### [Source excerpt]
*****
1. Open Chrome and go to `chrome://extensions`
2. Turn on **Developer mode** using the toggle in the top-right corner
3. Click **Load unpacked**
4. Select the `break-enforcer` folder — the one that contains `manifest.json`
5. The extension icon appears in your toolbar. Click the puzzle piece 🧩 icon and pin it for easy access

### Step 3 — You're done

The 60-minute timer starts immediately. No setup needed.

> **After pulling any code updates**, go back to `chrome://extensions` and click the **↺ reload** button on the extension card. No need to remove and re-add it.

---

## How to Use

### Normal workflow

1. Install the extension — the 60-minute work timer starts immediately
2. Work as usual. The extension runs silently in the background
3. At 5 minutes before the break, a warning toast appears on your current tab
4. When time is up, **all your tabs freeze** with the break screen — any playing media is paused automatically
5. Click **Start Break Timer** — a 1-minute countdown begins
6. Step away from your screen, walk around, drink water
7. Return, tick both checkboxes, click **Unlock Browser**
8. The timer resets, media resumes, and your next break is scheduled

**Every time you open Chrome**, the timer starts fresh. No leftover locked state from a previous session.

### Extension popup

Click the extension icon in the toolbar to see:
- **Next break in** — live countdown to the next lock
- **Today's stats** — completed breaks and snoozes
- **Streak** — consecutive days of full compliance
- **Pause / Resume** — temporarily stops the timer (e.g. end of workday)
*****
### [To be done]
(1) Repeat the break extension guide word for word, starting at "Click the extension" and ending at "end of workday)".
(2) According to the break extension guide, how long is the countdown that begins after clicking Start Break Timer?

Recorded data
*****
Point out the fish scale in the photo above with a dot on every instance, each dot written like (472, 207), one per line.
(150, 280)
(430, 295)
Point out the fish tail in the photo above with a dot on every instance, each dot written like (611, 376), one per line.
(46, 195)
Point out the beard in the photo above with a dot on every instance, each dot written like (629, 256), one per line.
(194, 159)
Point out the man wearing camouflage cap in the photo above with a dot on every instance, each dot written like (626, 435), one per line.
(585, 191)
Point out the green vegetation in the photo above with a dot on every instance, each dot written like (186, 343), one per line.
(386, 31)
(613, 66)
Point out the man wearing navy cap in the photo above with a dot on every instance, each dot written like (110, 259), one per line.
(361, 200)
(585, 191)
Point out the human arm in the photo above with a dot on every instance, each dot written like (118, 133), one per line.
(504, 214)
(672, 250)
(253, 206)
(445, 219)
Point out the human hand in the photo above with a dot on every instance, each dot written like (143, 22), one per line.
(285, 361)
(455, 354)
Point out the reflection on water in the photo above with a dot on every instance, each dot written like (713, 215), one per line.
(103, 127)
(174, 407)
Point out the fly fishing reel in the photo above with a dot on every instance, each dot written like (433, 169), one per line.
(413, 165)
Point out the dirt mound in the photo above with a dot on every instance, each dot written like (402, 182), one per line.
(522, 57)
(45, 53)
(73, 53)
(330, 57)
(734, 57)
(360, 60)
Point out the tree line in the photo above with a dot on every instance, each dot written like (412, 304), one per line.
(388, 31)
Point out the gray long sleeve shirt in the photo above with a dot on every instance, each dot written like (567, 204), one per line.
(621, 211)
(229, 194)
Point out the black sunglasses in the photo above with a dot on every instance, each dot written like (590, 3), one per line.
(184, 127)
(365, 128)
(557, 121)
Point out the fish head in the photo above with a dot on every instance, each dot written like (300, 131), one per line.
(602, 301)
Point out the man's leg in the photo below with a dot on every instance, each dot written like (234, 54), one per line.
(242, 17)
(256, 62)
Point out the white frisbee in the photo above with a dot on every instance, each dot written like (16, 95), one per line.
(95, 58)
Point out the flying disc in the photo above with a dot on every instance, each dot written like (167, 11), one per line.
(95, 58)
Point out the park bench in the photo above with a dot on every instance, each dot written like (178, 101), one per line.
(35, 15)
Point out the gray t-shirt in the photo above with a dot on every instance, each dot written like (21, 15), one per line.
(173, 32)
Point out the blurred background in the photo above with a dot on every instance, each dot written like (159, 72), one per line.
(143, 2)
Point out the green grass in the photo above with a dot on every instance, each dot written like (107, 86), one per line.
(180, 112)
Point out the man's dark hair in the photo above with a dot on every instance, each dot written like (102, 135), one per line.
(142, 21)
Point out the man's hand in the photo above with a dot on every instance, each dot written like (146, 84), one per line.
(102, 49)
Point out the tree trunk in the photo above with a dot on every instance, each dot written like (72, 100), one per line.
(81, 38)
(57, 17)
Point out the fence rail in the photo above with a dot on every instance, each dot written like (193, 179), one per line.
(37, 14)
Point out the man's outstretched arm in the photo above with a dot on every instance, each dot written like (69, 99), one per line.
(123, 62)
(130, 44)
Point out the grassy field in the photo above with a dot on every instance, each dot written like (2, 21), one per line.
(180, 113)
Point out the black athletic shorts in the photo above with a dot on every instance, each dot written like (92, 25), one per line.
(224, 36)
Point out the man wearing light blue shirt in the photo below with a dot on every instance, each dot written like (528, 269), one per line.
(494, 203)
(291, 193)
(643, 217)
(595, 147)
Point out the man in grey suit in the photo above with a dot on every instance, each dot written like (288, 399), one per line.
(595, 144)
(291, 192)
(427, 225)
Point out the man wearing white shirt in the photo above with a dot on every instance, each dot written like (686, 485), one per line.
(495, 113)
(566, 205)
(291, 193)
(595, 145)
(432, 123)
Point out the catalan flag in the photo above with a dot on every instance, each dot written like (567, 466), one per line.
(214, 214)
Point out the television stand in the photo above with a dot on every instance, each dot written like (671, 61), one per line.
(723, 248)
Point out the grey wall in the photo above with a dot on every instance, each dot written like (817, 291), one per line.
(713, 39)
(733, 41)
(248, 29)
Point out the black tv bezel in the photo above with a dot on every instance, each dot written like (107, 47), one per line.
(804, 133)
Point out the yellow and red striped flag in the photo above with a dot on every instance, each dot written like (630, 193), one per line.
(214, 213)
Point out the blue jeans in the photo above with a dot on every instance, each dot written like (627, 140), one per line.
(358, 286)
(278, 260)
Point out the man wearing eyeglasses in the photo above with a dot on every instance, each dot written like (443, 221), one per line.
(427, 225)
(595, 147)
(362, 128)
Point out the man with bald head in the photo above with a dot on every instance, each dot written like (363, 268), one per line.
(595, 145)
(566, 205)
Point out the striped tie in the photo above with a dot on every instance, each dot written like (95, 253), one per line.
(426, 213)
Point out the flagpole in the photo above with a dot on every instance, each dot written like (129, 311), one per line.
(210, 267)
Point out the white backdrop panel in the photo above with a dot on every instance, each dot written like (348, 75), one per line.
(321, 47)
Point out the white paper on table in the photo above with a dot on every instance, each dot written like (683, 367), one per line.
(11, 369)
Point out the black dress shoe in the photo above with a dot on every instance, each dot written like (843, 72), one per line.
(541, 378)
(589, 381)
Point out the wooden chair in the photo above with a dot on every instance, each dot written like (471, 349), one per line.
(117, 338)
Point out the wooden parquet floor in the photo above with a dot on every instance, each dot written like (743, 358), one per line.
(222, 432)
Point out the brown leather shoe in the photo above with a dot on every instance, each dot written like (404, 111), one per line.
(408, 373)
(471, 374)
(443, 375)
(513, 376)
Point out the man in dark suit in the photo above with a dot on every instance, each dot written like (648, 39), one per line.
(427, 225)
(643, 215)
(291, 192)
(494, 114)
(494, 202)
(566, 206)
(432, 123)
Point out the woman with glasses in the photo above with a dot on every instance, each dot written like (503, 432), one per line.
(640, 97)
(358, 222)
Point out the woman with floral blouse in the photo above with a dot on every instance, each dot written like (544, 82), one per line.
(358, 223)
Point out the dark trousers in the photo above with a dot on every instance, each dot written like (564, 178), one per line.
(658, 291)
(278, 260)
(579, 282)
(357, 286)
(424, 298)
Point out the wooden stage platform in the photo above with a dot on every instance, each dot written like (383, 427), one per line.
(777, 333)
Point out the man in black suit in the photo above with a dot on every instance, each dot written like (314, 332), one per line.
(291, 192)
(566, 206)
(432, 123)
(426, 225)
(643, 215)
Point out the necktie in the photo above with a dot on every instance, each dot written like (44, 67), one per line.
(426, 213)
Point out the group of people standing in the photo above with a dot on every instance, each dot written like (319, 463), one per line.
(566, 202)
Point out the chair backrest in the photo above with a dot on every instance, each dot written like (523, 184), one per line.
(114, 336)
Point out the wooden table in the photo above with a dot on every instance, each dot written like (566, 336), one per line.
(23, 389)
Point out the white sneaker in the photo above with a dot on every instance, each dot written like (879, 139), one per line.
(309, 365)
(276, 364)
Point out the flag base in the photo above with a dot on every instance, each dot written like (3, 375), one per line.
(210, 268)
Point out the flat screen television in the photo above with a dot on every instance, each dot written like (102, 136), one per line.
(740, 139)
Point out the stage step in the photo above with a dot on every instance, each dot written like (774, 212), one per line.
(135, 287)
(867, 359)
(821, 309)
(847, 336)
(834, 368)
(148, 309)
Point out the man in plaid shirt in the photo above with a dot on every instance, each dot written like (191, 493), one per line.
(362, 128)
*****
### [Answers in order]
(1)
Click the extension icon in the toolbar to see:
- **Next break in** — live countdown to the next lock
- **Today's stats** — completed breaks and snoozes
- **Streak** — consecutive days of full compliance
- **Pause / Resume** — temporarily stops the timer (e.g. end of workday)

(2) One minute.